*** Provided entries ***

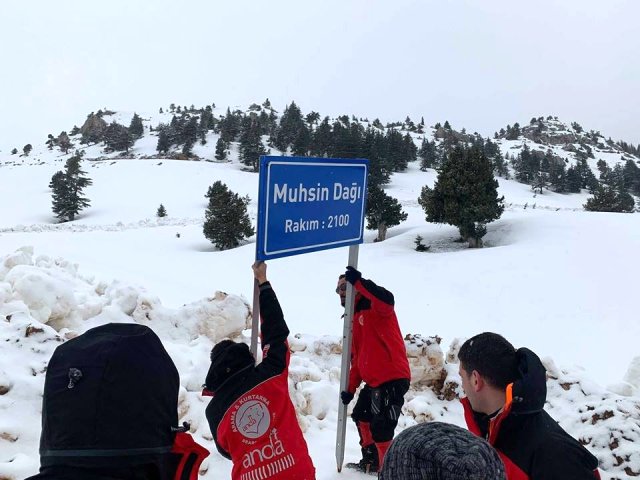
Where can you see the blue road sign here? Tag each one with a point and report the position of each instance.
(309, 204)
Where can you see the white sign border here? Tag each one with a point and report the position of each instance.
(307, 247)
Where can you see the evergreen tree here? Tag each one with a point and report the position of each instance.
(428, 155)
(117, 138)
(558, 176)
(68, 187)
(301, 143)
(164, 144)
(136, 129)
(226, 219)
(465, 194)
(383, 211)
(290, 123)
(251, 146)
(631, 177)
(526, 166)
(493, 153)
(607, 198)
(321, 139)
(221, 150)
(64, 142)
(574, 181)
(312, 118)
(230, 126)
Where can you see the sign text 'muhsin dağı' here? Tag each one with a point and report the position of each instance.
(300, 194)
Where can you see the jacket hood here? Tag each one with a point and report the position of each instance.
(227, 358)
(529, 391)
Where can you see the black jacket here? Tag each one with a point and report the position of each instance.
(531, 444)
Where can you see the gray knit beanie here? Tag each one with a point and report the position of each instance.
(440, 451)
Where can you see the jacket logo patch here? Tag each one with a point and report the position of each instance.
(252, 419)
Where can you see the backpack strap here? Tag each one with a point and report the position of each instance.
(191, 456)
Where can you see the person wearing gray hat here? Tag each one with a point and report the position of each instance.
(441, 451)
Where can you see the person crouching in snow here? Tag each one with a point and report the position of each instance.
(379, 358)
(251, 416)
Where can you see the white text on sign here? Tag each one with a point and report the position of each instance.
(286, 194)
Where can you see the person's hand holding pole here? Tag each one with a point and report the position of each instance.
(260, 271)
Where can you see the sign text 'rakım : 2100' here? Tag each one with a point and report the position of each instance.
(308, 204)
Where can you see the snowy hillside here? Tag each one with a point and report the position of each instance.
(552, 277)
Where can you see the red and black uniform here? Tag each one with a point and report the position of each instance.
(379, 358)
(251, 415)
(531, 444)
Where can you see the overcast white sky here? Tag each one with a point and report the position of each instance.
(481, 64)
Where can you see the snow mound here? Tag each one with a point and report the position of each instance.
(45, 301)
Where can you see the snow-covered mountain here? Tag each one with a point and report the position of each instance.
(552, 277)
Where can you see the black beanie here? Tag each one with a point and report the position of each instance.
(440, 451)
(227, 357)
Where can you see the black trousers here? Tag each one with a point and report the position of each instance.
(381, 408)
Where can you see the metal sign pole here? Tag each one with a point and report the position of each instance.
(346, 360)
(255, 321)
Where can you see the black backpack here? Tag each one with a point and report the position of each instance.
(110, 401)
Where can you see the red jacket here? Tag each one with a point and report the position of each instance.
(251, 414)
(378, 353)
(531, 444)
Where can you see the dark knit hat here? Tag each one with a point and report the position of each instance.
(227, 357)
(440, 451)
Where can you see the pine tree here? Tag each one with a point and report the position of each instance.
(136, 129)
(117, 138)
(428, 155)
(68, 189)
(574, 181)
(607, 198)
(162, 212)
(631, 177)
(64, 142)
(290, 123)
(164, 144)
(526, 166)
(226, 219)
(383, 211)
(321, 139)
(558, 176)
(465, 194)
(300, 147)
(251, 146)
(221, 150)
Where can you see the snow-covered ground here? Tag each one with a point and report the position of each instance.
(553, 278)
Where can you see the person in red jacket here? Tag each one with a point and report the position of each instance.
(506, 391)
(251, 416)
(379, 358)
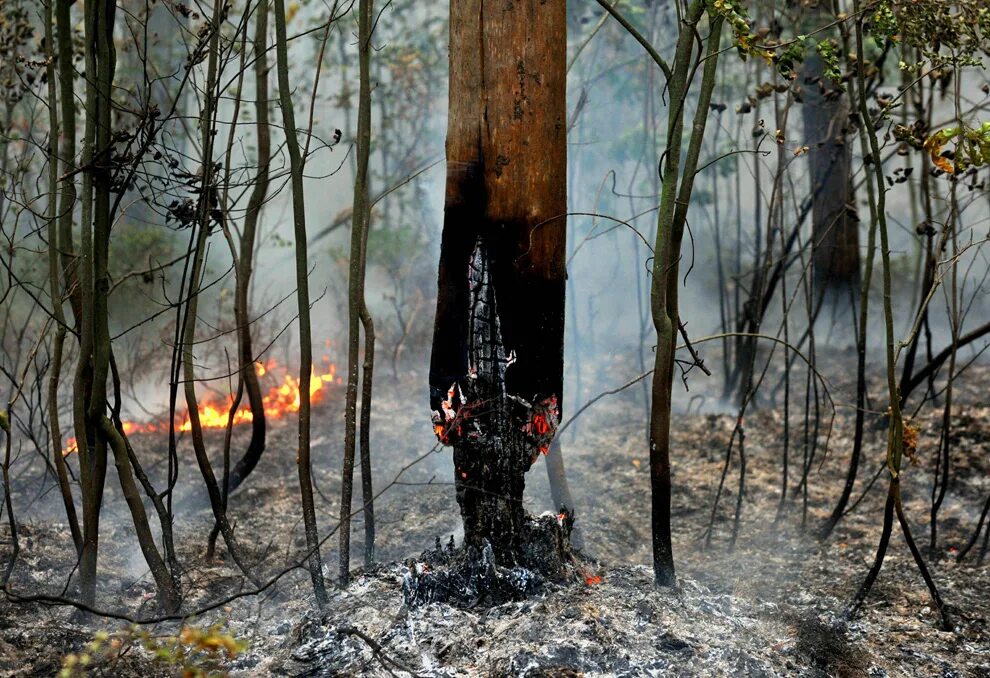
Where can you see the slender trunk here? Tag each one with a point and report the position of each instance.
(256, 201)
(302, 297)
(207, 194)
(671, 220)
(895, 434)
(169, 598)
(92, 451)
(358, 317)
(835, 240)
(5, 418)
(56, 293)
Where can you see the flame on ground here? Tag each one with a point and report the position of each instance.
(281, 400)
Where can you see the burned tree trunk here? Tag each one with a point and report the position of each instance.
(496, 373)
(835, 228)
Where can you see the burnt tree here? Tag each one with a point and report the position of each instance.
(496, 373)
(835, 227)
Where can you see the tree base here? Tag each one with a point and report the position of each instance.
(468, 577)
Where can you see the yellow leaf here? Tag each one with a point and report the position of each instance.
(291, 11)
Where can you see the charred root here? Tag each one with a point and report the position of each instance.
(471, 577)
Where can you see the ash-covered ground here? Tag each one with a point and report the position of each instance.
(771, 605)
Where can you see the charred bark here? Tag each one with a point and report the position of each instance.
(835, 235)
(496, 372)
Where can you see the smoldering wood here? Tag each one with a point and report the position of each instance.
(496, 372)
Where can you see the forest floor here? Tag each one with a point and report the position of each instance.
(770, 605)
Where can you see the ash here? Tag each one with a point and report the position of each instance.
(623, 626)
(466, 577)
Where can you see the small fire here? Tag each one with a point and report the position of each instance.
(282, 399)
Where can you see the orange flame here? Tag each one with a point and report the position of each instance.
(281, 400)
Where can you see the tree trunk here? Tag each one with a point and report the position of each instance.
(496, 372)
(835, 228)
(302, 297)
(256, 201)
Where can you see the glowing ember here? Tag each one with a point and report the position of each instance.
(281, 400)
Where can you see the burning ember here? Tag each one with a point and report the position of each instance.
(282, 399)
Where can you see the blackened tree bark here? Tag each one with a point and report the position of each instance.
(496, 372)
(835, 228)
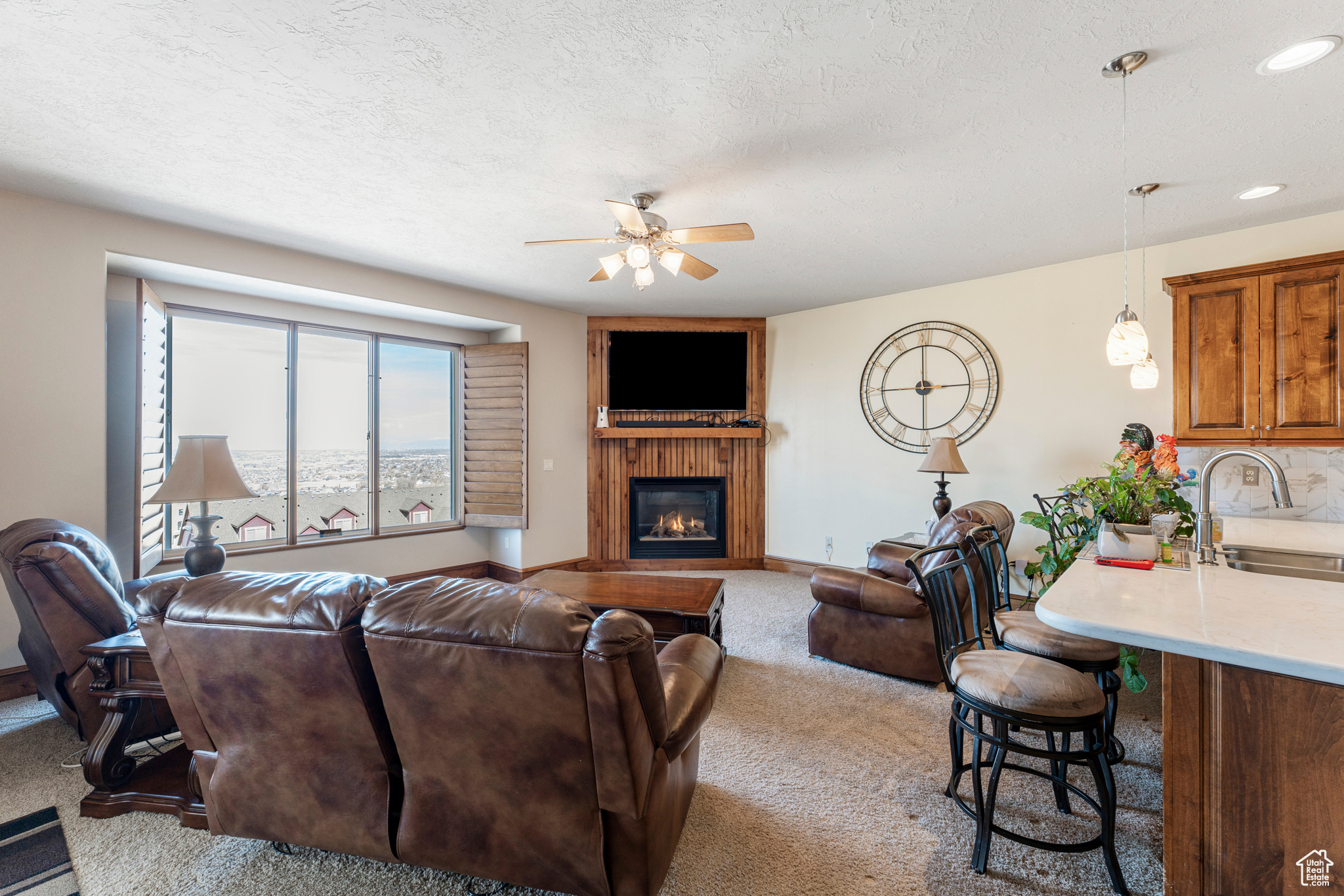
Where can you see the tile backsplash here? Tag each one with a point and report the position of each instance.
(1314, 481)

*** End of Provided entries ***

#### The problem
Could you print all of the entries above exactly as written, minus the pictures?

#### Expected output
Where can you see the blue road sign here? Tag each one with a point and report the position of each instance.
(309, 204)
Where can you see the white sign border here? Tag each one with a point and report the position of each instance.
(307, 247)
Where can you see the evergreen tree here? Tag each one with a point and report the position of each instance.
(428, 155)
(117, 138)
(558, 176)
(68, 187)
(301, 143)
(164, 144)
(136, 129)
(226, 219)
(465, 194)
(383, 211)
(290, 123)
(251, 146)
(631, 177)
(526, 166)
(493, 153)
(607, 198)
(321, 139)
(221, 150)
(64, 142)
(574, 181)
(312, 118)
(230, 126)
Where can you see the sign text 'muhsin dağı' here? Tag each one with a point and report the position of each instance.
(300, 194)
Where can you see the jacket hood here? Tag each one with a point and report the position of each instance.
(227, 358)
(529, 391)
Where can you see the black jacket here? Tag each one with a point and report the position of each instance.
(531, 444)
Where can you see the gray knit beanie here? Tag each one with a point and report the position of each instance.
(440, 451)
Where can you see the jacket logo patch here? Tag each one with a point and report the position of each instance.
(252, 419)
Where can you see the backpack strap here? Tag each one with a point and report the position of each instance.
(191, 456)
Where can you see the person wearing gray hat here? Tag each one with a point and report the position of each instance.
(441, 451)
Where can you see the person crouching in snow here? Tag each one with a point and report the position of each instance.
(379, 358)
(251, 416)
Where can you see the white text on sign here? Tag each one with a point and report the position of each instance.
(286, 194)
Where can you see the person's hand holding pole here? Tag each one with a point and report the position of each instance.
(260, 271)
Where can you see the sign text 'rakım : 2100' here? Tag each one with a point and report the position of each instance.
(308, 204)
Where can you see the snowy hillside here? Tag each one with a point and report the position of each instance.
(552, 277)
Where can you see the red and black uniform here? Tag each one with a point and report the position of each instance.
(379, 358)
(251, 415)
(531, 444)
Where can you see the overcast white sky here? Tag each one with a point and report the position of each instance.
(481, 64)
Where can you see the snow mound here? Tag each one with a point and report the position of each instance.
(45, 301)
Where can you see the snow-covered mountain here? Tag each one with a point and report the position of each instance.
(552, 277)
Where can you see the black beanie here? Tag each one with a point and report the position of each instance.
(440, 451)
(227, 357)
Where can you see the black trousers here? Tag each one with a point and report the position of each instance.
(381, 408)
Where can you see the metal sign pole here? Tag each one with a point and report the position of each instance.
(346, 360)
(255, 321)
Where can you see the black backpack here? Tag each one with a point and report the position of each instance.
(110, 401)
Where can you see the red jacket here? Tag each one with a point and report the position of each instance.
(251, 414)
(378, 353)
(531, 444)
Where can you see the dark knit hat here? Tag each one with a point and report the position of each instance.
(227, 357)
(440, 451)
Where can you see the pine tree here? Tag each one with a point and report the position of each instance.
(136, 129)
(117, 138)
(428, 155)
(68, 189)
(574, 181)
(607, 198)
(162, 212)
(631, 177)
(64, 142)
(290, 123)
(164, 144)
(526, 166)
(226, 219)
(383, 211)
(321, 139)
(558, 176)
(465, 194)
(300, 147)
(251, 146)
(221, 150)
Where can you see the snow-covered ground here? Tag each one with a point and report the position of each instance.
(553, 278)
Where can you see the person in red jacket here? Tag each one with a point and report the position of each instance.
(506, 391)
(251, 416)
(379, 358)
Where can you see the slender trunk here? Tag each one with a point and report the position of each instance.
(256, 201)
(302, 297)
(207, 194)
(671, 220)
(895, 434)
(169, 598)
(92, 451)
(358, 317)
(835, 240)
(5, 418)
(56, 293)
Where can you see the flame on ground here? Tag each one with a point and report the position of each instance.
(281, 400)
Where can you see the burned tree trunk here? Tag each one with a point and report the position of each instance.
(496, 373)
(835, 228)
Where can you see the burnt tree here? Tag each one with a point and report the position of each instance.
(496, 373)
(835, 227)
Where can you see the tree base here? Tag each one with a point and report the position of each instance.
(468, 577)
Where can you see the yellow leaf here? Tag each one with a point and report the position of each instance.
(291, 11)
Where can you see the charred root here? Tag each one with a point and report the position of each instance.
(471, 577)
Where can you see the ash-covered ground here? Tag each one with a point and report the position of each instance.
(771, 605)
Where can you see the charred bark here? Tag each one with a point and report the position of each instance.
(835, 235)
(496, 372)
Where can you see the smoldering wood here? Tag each one with a point and report the position of each instance.
(496, 372)
Where can you see the forest floor here? Tag each one with a point and report the position of each instance.
(770, 605)
Where can you see the ash here? Tag each one with a point and report the position of each instance.
(623, 626)
(466, 577)
Where can you see the small fire here? Tag each one with a point and report the position of each instance.
(282, 399)
Where can you see the orange flame here? Tag each one with a point and report the position of each instance.
(281, 400)
Where can you see the tree trunk here? Tag each one with a point and report the position of each instance.
(496, 372)
(835, 228)
(302, 297)
(256, 201)
Where can you see the glowing ember here? Tag each one with a point and report the position of each instance.
(281, 400)
Where can you see the burning ember here? Tag each one with a point and report the position of each instance.
(282, 399)
Where can you see the blackened tree bark here? Tag each one with a point and report the position of each instance.
(496, 372)
(835, 228)
Where can you see the tile backsplash here? Tag each one with a point and report the position of each instance.
(1314, 481)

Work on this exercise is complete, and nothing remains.